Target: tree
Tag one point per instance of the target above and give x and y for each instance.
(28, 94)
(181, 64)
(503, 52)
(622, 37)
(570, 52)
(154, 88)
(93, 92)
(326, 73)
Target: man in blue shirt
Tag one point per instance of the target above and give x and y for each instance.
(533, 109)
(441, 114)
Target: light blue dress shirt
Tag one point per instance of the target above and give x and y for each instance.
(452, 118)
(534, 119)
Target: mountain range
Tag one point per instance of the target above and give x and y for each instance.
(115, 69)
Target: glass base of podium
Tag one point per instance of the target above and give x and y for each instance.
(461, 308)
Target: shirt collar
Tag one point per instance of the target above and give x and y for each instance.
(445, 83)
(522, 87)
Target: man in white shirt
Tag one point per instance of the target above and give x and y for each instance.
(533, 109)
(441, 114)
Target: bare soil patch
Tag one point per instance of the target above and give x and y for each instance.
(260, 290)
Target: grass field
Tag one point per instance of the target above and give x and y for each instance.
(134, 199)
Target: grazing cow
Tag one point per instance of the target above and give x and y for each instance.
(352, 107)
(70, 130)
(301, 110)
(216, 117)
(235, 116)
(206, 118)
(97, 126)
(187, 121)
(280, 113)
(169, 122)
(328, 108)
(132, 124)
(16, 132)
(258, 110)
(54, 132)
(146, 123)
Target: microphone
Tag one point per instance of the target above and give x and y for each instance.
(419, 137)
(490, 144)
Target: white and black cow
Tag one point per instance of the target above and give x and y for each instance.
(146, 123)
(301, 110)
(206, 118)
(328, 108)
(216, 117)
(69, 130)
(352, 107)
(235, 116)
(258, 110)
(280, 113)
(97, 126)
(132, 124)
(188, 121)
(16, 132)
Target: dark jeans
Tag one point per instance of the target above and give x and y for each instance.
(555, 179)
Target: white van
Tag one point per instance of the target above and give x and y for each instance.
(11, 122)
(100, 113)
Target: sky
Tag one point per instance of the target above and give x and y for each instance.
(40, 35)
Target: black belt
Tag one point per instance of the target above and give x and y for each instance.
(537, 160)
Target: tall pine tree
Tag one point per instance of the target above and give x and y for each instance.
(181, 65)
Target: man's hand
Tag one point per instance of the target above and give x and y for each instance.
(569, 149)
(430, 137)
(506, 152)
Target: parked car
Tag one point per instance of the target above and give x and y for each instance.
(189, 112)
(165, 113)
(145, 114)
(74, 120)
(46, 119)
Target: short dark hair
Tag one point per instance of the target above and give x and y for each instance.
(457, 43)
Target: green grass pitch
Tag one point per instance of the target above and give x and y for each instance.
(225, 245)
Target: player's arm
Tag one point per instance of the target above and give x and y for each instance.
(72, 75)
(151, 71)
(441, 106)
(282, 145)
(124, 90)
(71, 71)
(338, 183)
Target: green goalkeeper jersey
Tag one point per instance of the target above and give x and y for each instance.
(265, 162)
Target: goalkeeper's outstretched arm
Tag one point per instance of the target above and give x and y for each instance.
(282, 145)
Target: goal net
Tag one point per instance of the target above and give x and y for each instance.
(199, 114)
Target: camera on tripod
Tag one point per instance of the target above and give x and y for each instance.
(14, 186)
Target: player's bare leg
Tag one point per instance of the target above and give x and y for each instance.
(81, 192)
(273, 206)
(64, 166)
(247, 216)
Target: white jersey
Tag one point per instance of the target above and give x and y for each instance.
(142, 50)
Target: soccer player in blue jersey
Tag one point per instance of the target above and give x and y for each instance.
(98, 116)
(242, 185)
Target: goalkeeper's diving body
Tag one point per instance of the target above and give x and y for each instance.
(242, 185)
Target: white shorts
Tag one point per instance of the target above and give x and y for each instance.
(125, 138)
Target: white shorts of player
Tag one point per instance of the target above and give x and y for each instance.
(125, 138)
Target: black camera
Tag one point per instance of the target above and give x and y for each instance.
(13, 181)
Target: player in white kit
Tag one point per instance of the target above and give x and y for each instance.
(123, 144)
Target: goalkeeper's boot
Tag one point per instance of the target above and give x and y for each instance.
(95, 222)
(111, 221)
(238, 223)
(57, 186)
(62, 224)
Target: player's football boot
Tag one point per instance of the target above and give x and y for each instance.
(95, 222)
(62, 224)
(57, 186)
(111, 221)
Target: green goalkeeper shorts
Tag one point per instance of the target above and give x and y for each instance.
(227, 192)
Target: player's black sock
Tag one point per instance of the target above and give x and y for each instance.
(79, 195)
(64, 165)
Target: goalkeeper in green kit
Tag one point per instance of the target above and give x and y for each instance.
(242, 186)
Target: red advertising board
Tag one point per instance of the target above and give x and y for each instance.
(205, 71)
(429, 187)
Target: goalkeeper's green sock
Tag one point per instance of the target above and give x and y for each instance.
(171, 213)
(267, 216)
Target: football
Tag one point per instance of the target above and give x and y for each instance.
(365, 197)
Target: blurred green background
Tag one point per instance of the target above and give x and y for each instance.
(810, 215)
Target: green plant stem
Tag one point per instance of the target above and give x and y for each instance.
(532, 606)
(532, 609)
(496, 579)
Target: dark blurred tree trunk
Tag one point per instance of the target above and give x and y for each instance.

• _DIRECTION_:
Give back the lines above exactly, from the one with "Target: player's black sock" through the last line.

• _EXPECTED ANSWER_:
Target: player's black sock
Tag one point per instance of the target above and give x and y for each instance.
(79, 195)
(64, 165)
Target: goalkeeper in green kit
Tag one point per instance of the target above and give x and y for each instance.
(242, 186)
Target: red advertising board
Tag one point per instance of the target above and give x and y for each instance.
(205, 71)
(429, 187)
Target: goalkeeper's green sock
Tag one point per instance of the target above and give x and y for each instance.
(171, 213)
(267, 216)
Target: football
Tag one point per instance of the target above and give x and y for each instance.
(365, 197)
Target: blurred green background
Tag one point per instance of the target above and give x and y for each instance.
(810, 215)
Target: green plant stem
Tag one point per instance of the target above and give x and y for each instance.
(532, 606)
(532, 609)
(496, 579)
Target: dark blurred tree trunk
Tag one point per instance of the target above and give x and y for each instance.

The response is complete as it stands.